(Saved entries)
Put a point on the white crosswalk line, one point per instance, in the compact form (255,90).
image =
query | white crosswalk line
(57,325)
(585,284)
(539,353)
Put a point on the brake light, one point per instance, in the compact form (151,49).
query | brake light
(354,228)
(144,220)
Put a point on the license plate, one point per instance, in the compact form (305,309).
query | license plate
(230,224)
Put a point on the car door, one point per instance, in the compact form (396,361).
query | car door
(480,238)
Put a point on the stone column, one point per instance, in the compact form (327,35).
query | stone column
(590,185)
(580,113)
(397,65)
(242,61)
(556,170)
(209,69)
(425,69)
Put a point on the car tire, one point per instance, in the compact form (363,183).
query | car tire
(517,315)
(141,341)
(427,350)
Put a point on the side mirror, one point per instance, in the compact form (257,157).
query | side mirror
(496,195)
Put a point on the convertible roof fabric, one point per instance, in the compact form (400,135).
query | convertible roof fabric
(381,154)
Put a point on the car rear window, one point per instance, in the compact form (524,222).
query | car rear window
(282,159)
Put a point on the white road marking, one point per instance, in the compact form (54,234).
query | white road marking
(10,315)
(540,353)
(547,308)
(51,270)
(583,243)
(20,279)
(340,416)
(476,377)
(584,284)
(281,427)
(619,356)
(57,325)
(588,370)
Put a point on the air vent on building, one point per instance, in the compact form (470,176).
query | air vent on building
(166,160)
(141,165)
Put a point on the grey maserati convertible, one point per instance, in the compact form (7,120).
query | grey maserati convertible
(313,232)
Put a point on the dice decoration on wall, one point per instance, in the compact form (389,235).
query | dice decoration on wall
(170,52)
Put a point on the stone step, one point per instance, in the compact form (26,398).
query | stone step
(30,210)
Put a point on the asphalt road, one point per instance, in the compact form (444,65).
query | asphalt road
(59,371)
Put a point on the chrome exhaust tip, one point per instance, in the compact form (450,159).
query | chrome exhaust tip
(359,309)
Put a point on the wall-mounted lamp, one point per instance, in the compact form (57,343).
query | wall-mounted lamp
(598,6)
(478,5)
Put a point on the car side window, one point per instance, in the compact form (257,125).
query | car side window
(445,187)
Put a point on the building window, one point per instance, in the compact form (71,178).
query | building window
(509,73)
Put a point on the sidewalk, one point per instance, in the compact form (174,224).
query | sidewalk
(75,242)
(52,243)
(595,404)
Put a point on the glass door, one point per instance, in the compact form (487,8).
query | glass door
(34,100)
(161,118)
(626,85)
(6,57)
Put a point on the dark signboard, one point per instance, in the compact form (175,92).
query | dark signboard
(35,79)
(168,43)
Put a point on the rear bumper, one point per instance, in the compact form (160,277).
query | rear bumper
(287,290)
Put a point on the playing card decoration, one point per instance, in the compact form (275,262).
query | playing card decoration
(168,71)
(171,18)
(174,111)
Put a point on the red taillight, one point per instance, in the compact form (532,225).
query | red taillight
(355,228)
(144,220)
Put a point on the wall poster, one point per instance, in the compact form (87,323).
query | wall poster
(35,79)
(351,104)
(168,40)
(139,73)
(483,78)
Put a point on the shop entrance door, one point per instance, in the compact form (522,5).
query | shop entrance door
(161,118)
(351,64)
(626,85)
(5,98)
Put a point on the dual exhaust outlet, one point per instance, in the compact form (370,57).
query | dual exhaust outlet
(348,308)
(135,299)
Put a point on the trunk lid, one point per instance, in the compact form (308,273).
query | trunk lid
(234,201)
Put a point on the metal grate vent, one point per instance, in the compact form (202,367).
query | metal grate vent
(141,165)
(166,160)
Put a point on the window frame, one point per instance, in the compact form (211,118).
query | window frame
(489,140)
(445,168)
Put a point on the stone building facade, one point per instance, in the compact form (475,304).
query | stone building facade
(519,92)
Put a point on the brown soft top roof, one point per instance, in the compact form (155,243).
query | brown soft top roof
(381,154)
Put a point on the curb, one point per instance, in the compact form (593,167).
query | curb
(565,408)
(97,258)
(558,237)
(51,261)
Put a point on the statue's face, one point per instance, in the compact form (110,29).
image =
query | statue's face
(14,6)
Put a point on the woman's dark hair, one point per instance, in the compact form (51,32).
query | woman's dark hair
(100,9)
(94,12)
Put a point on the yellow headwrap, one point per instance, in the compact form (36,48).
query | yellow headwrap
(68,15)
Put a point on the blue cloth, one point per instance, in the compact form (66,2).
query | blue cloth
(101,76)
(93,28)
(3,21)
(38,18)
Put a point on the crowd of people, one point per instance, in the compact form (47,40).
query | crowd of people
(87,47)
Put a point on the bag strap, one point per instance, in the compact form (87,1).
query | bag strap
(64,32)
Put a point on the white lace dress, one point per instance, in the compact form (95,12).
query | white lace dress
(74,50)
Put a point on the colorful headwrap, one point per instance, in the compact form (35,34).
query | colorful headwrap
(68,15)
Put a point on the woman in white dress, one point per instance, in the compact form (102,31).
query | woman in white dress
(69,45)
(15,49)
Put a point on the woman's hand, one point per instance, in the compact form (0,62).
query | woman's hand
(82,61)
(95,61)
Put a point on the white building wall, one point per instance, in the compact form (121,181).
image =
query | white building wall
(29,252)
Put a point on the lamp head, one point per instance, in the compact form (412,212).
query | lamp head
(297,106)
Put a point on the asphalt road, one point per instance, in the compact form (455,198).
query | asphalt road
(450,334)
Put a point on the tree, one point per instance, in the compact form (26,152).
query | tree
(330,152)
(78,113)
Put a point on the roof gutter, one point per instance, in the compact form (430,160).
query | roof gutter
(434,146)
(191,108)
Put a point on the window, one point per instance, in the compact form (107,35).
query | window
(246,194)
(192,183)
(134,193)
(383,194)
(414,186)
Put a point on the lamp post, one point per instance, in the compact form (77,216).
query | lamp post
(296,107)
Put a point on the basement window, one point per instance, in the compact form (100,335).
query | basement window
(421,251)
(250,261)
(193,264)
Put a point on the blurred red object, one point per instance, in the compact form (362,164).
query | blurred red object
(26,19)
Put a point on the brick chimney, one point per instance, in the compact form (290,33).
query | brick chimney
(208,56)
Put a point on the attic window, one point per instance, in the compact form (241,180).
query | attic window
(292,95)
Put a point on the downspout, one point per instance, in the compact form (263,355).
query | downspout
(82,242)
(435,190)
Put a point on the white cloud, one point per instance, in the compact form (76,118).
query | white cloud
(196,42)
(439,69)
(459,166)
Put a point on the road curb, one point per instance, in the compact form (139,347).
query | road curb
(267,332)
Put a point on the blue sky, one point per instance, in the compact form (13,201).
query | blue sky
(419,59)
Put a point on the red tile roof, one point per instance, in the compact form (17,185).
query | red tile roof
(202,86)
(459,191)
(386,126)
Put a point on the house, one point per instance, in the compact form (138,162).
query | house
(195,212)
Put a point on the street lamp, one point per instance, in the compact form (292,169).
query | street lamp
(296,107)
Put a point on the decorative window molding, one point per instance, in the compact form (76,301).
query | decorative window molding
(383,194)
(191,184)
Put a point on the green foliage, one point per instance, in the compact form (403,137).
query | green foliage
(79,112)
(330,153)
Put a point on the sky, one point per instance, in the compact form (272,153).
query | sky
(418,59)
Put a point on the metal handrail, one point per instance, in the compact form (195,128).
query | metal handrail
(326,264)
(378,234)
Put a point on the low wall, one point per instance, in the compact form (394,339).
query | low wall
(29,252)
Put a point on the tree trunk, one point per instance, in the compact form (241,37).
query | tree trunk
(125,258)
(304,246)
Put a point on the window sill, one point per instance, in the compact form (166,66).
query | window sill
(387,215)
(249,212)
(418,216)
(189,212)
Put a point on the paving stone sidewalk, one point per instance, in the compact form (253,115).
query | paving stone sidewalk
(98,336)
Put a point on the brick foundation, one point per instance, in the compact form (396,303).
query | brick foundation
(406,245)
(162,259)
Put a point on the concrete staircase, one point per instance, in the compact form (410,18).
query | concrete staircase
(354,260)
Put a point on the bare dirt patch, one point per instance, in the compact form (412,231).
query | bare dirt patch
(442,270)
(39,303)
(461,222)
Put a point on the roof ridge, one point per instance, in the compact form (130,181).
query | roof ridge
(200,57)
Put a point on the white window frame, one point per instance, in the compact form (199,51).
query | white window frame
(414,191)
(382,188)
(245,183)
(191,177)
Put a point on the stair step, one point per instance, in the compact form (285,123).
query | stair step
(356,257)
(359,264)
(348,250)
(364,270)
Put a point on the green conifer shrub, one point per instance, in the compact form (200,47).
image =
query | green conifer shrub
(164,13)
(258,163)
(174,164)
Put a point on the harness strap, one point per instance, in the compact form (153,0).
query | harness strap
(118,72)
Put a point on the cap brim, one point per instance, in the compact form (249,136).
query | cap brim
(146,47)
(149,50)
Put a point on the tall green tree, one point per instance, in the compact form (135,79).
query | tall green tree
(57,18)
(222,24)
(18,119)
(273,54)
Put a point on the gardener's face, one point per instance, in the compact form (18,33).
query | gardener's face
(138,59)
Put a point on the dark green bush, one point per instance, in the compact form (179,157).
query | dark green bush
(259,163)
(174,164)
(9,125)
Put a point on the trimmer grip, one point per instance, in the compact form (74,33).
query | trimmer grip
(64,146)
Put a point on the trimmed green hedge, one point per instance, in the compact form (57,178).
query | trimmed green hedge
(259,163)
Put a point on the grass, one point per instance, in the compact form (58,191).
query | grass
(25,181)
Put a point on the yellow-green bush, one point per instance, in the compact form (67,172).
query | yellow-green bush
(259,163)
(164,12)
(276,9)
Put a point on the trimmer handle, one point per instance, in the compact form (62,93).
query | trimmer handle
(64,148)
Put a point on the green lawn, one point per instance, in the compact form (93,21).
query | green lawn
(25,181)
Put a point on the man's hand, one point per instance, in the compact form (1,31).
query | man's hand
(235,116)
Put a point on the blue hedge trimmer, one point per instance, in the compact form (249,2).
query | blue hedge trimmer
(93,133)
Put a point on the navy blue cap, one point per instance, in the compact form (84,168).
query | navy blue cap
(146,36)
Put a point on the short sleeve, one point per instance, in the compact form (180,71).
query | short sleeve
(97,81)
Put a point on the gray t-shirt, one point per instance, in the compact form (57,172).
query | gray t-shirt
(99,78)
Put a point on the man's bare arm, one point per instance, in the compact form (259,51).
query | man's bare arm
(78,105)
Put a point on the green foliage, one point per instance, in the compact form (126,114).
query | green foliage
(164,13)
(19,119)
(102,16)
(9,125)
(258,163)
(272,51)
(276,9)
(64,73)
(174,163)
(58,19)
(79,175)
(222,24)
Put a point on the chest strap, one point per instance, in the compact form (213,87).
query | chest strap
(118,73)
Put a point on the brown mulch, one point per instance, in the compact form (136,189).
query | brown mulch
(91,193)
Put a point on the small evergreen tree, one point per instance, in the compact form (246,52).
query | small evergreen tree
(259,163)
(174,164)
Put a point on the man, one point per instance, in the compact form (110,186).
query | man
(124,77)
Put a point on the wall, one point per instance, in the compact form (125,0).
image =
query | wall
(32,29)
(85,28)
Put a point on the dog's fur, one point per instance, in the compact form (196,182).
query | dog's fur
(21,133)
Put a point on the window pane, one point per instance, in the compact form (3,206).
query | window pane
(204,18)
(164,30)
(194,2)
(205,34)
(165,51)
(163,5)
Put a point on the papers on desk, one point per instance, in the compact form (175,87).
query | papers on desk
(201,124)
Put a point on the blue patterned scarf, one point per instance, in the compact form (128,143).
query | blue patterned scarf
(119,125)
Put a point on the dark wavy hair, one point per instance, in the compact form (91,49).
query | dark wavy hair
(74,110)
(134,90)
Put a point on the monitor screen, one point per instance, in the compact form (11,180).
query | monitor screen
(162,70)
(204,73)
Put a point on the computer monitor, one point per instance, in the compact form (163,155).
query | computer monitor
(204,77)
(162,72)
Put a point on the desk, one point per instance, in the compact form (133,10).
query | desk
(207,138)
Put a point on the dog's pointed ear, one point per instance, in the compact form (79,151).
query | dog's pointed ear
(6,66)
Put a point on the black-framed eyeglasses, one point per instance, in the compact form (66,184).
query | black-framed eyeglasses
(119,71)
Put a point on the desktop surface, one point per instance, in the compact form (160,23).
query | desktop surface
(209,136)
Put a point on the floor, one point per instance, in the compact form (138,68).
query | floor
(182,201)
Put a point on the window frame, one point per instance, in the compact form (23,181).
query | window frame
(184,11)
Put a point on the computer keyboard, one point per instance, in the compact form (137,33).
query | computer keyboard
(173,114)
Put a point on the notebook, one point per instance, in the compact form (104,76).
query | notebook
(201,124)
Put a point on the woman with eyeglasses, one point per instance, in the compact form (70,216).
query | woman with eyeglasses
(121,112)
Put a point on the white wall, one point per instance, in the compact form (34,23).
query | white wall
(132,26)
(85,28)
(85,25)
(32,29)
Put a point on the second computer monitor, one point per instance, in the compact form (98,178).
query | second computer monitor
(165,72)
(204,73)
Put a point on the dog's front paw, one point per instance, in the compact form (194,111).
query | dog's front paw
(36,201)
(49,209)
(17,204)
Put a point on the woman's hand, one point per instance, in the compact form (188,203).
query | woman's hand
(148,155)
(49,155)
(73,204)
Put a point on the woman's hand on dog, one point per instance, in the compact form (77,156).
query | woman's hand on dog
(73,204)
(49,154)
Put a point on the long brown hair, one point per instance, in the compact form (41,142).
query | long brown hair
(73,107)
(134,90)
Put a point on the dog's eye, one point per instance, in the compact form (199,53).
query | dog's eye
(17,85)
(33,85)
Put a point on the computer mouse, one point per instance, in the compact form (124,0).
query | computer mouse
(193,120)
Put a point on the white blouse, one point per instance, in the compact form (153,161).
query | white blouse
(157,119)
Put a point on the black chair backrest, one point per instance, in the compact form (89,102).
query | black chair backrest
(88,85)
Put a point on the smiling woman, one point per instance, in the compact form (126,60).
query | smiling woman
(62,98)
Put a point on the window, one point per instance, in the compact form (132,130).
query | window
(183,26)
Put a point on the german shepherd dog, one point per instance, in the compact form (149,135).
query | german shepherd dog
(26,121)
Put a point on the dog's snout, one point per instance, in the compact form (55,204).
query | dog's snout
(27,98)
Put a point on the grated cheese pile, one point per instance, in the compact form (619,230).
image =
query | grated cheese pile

▸ Assignment
Pull every line containing the word "grated" out of the entries above.

▸ Response to the exercise
Put a point on the grated cheese pile, one point per instance, in the compact form (619,230).
query | grated cheese pile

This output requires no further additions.